**Data supplied:**

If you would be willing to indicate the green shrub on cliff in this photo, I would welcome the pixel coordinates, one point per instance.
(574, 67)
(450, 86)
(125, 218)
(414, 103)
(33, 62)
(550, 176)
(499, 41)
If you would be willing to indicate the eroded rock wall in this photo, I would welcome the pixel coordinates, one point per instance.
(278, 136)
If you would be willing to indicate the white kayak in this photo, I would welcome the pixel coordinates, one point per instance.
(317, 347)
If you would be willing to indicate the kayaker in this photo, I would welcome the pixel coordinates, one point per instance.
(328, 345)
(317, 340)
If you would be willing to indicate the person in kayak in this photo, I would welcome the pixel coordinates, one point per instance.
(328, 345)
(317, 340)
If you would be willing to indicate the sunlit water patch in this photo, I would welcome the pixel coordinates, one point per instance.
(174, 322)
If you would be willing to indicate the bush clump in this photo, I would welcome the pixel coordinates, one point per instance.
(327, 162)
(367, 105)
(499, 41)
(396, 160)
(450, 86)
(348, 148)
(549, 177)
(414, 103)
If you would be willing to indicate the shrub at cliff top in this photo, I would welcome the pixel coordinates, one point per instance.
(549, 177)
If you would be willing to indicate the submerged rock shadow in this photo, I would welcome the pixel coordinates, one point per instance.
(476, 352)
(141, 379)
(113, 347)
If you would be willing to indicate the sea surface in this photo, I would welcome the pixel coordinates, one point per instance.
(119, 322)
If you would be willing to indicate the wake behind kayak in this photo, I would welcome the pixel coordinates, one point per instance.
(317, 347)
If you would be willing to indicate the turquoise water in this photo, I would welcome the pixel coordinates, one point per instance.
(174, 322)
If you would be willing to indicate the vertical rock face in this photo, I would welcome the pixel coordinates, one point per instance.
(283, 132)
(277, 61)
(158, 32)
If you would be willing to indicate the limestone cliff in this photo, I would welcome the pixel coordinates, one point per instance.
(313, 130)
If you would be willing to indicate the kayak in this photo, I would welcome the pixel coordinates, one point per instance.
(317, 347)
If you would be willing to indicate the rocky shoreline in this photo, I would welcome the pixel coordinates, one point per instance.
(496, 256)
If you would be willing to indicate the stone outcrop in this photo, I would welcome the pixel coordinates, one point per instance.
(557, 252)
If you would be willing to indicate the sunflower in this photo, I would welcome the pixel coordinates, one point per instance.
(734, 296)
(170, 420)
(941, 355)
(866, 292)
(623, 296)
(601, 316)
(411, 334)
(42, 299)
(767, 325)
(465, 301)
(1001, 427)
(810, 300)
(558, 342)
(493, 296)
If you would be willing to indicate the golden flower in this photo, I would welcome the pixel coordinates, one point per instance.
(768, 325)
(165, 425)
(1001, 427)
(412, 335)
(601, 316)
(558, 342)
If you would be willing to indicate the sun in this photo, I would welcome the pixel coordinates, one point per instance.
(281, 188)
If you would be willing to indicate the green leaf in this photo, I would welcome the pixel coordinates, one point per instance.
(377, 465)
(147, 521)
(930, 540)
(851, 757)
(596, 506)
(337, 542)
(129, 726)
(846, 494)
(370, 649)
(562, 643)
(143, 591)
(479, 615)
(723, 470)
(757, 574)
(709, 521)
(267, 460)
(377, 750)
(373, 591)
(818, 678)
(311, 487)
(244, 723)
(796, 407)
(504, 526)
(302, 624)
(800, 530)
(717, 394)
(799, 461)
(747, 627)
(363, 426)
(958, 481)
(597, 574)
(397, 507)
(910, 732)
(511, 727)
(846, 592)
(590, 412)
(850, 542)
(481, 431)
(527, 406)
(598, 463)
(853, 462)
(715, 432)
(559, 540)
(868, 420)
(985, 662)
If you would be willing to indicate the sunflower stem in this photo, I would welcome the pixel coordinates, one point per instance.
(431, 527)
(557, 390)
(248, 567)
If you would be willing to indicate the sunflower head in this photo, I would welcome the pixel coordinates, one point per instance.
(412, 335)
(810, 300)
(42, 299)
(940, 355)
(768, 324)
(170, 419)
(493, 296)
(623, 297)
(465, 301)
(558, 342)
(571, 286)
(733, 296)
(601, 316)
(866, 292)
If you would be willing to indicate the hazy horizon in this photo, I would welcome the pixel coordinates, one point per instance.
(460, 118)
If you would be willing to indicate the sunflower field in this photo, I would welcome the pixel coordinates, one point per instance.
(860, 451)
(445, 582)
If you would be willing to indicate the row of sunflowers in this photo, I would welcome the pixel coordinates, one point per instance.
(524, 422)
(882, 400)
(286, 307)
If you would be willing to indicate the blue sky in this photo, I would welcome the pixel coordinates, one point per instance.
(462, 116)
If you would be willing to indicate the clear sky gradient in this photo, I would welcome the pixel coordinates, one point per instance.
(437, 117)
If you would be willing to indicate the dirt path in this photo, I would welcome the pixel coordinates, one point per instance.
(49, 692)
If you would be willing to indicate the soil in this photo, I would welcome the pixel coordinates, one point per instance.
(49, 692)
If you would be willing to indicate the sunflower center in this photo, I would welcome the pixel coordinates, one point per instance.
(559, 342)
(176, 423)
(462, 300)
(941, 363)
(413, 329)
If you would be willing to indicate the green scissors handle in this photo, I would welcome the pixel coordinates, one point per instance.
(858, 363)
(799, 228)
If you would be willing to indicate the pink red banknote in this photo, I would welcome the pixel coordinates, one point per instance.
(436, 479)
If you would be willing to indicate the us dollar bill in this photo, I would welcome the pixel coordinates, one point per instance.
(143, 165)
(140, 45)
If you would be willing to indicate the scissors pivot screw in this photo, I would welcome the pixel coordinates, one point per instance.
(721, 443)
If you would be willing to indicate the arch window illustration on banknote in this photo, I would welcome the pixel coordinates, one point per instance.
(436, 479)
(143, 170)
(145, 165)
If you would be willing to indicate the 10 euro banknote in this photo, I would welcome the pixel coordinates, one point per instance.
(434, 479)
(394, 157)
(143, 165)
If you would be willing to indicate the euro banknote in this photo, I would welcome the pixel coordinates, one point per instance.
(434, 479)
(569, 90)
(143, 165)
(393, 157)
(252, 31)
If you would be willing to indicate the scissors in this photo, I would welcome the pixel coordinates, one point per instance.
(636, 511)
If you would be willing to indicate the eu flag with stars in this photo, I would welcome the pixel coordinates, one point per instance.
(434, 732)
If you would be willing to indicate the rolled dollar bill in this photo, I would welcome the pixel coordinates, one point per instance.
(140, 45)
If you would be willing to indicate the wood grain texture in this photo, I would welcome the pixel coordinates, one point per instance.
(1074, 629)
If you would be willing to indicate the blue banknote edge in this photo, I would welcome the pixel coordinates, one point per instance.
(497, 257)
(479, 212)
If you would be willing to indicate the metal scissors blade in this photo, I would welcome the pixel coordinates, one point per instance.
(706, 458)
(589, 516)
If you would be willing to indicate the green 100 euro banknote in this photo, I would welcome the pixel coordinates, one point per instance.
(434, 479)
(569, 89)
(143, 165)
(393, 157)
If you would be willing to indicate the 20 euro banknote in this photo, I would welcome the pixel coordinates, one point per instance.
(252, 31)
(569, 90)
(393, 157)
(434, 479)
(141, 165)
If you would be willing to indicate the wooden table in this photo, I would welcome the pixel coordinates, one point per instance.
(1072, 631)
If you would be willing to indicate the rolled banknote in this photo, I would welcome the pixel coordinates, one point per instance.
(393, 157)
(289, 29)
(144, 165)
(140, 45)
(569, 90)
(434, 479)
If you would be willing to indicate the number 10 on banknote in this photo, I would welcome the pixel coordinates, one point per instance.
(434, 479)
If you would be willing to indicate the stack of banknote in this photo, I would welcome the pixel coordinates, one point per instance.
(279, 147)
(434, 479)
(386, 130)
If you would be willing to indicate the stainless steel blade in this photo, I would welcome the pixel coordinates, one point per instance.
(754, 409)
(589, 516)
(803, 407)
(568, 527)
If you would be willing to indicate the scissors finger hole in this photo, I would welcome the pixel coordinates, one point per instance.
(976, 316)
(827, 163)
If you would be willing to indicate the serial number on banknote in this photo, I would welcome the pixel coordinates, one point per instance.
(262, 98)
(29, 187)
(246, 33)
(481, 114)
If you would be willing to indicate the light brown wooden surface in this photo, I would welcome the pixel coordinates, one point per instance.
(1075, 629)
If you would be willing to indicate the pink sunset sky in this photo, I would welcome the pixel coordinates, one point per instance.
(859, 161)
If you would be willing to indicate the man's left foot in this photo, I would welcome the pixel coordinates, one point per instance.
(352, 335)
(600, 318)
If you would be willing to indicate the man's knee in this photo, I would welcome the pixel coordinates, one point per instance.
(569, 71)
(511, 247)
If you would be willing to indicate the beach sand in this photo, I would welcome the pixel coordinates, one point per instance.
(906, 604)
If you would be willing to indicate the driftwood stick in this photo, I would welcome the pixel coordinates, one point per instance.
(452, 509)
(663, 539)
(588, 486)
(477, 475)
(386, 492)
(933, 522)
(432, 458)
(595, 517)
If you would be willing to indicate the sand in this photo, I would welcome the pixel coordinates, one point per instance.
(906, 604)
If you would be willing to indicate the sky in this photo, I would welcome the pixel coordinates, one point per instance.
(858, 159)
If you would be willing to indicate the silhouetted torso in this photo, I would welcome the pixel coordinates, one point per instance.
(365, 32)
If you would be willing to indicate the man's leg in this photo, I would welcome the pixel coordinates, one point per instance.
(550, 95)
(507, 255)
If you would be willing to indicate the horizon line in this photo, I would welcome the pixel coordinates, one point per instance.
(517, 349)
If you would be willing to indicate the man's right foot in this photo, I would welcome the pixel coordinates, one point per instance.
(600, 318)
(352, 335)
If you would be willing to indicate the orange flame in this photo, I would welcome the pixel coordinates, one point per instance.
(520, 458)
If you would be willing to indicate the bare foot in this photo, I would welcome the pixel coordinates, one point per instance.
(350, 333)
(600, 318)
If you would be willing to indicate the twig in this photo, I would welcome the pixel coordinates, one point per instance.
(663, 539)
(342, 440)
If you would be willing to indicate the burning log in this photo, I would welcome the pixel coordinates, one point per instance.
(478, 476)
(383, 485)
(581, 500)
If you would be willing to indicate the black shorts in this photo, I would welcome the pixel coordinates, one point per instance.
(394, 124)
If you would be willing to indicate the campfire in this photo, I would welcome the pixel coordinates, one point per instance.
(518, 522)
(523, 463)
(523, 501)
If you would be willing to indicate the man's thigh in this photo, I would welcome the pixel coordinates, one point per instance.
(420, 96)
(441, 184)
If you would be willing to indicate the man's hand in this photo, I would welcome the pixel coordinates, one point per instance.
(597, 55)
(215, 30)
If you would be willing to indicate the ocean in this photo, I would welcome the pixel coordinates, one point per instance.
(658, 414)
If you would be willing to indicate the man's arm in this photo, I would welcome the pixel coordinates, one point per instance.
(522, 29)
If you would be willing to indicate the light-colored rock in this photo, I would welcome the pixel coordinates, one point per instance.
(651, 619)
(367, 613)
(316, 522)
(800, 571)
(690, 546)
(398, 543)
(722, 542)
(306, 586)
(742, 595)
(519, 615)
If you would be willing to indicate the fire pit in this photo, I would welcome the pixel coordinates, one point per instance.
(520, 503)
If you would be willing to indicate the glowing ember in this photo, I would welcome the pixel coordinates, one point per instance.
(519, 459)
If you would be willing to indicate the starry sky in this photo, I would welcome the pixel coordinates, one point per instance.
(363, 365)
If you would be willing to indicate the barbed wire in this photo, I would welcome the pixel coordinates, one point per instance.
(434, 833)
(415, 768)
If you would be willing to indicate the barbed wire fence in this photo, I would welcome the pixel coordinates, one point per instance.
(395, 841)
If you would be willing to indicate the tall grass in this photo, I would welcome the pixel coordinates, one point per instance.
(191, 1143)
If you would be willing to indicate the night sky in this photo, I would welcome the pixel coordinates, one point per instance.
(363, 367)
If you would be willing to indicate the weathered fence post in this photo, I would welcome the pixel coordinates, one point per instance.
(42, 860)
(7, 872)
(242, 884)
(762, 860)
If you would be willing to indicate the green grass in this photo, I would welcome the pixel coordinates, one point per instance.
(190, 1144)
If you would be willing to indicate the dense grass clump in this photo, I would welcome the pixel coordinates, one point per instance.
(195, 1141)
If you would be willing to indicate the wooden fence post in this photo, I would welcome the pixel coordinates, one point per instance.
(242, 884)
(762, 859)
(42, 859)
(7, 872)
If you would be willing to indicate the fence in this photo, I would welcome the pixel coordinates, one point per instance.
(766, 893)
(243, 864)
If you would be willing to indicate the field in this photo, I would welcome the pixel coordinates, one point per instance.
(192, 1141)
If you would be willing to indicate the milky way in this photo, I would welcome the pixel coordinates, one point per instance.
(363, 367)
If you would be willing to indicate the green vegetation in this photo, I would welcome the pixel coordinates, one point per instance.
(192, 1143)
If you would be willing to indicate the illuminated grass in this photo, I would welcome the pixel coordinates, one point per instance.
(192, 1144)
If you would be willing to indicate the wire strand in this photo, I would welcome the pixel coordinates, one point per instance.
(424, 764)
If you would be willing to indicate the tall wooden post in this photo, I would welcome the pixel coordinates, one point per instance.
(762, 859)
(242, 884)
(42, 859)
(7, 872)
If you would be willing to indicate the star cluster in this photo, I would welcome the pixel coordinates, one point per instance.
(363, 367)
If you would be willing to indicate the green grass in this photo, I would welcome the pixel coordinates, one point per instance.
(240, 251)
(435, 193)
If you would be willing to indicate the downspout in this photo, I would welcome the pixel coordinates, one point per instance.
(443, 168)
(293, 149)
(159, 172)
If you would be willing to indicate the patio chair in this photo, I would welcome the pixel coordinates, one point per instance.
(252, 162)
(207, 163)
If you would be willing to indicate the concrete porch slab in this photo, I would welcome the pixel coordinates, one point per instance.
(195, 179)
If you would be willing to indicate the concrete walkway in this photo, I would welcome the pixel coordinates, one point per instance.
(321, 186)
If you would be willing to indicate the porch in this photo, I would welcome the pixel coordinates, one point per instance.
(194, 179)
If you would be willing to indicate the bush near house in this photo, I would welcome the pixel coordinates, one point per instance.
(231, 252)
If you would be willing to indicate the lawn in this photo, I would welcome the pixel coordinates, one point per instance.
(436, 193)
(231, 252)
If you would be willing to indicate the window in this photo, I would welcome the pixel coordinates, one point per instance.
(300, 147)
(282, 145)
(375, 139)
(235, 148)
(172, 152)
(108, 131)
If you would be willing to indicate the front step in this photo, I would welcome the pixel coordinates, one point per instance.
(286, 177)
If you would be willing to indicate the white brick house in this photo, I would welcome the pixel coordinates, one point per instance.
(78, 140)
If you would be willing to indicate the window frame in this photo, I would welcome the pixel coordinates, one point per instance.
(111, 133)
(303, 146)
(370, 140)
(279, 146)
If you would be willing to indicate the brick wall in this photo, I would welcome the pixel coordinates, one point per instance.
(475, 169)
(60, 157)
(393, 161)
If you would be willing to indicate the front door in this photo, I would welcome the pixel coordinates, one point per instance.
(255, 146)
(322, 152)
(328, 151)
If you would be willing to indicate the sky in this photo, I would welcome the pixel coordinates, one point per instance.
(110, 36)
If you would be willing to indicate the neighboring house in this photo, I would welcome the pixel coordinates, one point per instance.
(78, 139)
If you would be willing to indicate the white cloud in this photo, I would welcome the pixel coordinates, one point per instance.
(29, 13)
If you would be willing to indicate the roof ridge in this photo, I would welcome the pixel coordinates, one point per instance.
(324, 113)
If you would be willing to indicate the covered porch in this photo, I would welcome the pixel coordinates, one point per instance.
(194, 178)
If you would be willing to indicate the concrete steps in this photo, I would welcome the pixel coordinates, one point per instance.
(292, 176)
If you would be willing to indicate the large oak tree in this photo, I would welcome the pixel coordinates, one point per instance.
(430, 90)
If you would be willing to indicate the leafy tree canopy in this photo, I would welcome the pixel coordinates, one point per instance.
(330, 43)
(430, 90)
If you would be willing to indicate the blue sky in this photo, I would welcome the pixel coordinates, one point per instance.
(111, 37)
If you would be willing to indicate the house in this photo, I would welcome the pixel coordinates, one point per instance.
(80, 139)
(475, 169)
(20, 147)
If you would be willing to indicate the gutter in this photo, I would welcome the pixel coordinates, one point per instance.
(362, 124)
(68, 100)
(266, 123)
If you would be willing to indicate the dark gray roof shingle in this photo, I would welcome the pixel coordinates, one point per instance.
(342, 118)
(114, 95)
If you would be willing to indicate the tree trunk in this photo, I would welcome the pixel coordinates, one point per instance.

**What the exercise asks:** Output the line containing "If you would be willing to indicate the leafy" and each line after it through the close of the entries, unchanged and with no other lines.

**Task result:**
If you would be willing to indicate the leafy tree canopy in this photo, I would welcome the pixel coordinates, one point per instance.
(330, 43)
(430, 90)
If you would be willing to indicate the blue sky in this photo, I would welcome the pixel coordinates, one point per instance.
(111, 37)
If you would be willing to indicate the house in this photo, I would welcome the pixel coordinates, one point per instance.
(80, 139)
(475, 169)
(20, 147)
If you would be willing to indicate the gutter in this photo, I would welcome the pixel coordinates, one point per instance.
(362, 124)
(68, 100)
(266, 123)
If you would be willing to indicate the dark gray roof shingle in this photo, I would welcome the pixel coordinates, one point per instance.
(342, 118)
(114, 95)
If you would be willing to indicate the tree trunk in this photo, I would welcome the pixel coordinates, one point per instance.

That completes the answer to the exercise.